● **PROBLEM REQUIREMENTS**
Resume the news report below on displaced families in western Afghanistan, picking up after its final sentence.

● **TEXT SEGMENT**
=== Section Start ===

Shedai Camp: In a sprawling settlement of mud brick huts in western Afghanistan housing people displaced by drought and war, a woman is fighting to save her daughter.
Aziz Gul’s husband sold their 10-year-old into marriage without telling his wife, taking a down-payment so he could feed his family of five children. Otherwise, he told her, they would all starve. He had to sacrifice one to save the rest. Many of Afghanistan’s growing number of destitute people are making such desperate decisions as their nation spirals into a vortex of poverty.
Afghanistan’s aid-dependent economy was already teetering when the Taliban seized power in mid-August amid a chaotic withdrawal of U.S. and NATO troops. The international community froze Afghanistan’s assets abroad and halted funding, unwilling to work with a Taliban government given its reputation for brutality during its previous rule 20 years ago.
The consequences have been devastating for a country battered by war, drought and the coronavirus pandemic. State employees haven’t been paid in months. Malnutrition stalks the most vulnerable, and aid groups say more than half the population faces acute food shortages. “Day by day, the
situation is deteriorating in this country, and especially children are suffering,” said Asuntha Charles, national director of the World Vision aid organization in Afghanistan, which runs a health clinic for displaced people near the western city of Herat. “Today I have been heartbroken to see that the families are willing to sell their children to feed other family members.”

=== Section End ===

(Records taken from a collection)
=== Section Start ===

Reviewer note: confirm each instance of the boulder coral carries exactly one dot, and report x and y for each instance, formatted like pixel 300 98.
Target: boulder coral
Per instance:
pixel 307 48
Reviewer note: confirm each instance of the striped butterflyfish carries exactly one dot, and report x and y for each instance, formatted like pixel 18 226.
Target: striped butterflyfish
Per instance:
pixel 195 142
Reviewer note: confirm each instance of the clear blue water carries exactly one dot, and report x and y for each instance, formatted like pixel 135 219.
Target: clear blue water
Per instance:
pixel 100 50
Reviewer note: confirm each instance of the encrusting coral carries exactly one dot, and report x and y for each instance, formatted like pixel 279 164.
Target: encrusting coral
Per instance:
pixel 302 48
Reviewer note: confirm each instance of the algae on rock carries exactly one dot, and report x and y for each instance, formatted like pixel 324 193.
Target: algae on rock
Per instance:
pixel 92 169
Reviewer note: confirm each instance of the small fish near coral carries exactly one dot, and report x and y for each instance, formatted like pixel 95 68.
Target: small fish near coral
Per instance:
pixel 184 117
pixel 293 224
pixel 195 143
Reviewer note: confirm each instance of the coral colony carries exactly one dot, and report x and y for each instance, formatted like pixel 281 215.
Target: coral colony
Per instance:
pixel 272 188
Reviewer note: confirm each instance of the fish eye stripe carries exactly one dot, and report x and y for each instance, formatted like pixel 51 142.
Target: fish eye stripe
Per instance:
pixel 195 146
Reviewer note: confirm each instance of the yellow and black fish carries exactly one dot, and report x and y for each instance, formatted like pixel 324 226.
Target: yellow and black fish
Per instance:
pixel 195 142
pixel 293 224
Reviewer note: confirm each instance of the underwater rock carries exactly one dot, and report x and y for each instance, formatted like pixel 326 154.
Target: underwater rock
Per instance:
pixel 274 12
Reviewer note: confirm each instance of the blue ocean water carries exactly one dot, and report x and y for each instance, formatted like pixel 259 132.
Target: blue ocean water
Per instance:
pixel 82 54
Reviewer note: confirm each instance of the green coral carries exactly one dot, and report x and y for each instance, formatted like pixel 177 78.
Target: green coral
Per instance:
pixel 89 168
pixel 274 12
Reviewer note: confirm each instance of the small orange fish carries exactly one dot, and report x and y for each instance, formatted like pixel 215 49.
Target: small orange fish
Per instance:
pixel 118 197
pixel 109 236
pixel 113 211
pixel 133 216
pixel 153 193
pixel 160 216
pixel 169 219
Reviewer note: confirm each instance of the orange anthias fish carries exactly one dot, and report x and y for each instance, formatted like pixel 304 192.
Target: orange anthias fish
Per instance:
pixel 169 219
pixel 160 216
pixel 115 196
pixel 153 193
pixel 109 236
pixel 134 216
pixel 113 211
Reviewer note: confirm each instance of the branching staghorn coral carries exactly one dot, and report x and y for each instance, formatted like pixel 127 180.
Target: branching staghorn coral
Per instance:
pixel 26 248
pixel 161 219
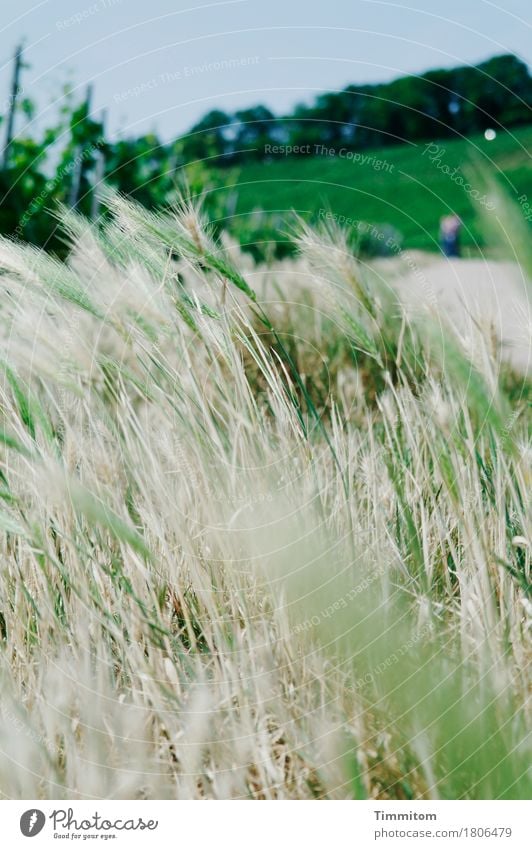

=== Section End ===

● **RESPONSE TO THE EXERCISE**
Arranging marriages for very young girls is common in the region. The groom’s family pays money to seal the deal, and the child usually stays with her parents until she is at least around 15.
Yet with many unable to afford even basic food, some say they’d allow prospective grooms to take very young girls or are even trying to sell their sons. Gul, unusually in this deeply patriarchal, male-dominated society, is resisting. Married off herself at 15, she says she would kill herself if her daughter, Qandi Gul, is taken away. When her husband told her he sold Qandi, “my heart stopped beating.
I wished I could have died at that time, but maybe God didn’t want me to die,” Gul said, with Qandi by her side peering shyly from beneath her sky-blue headscarf.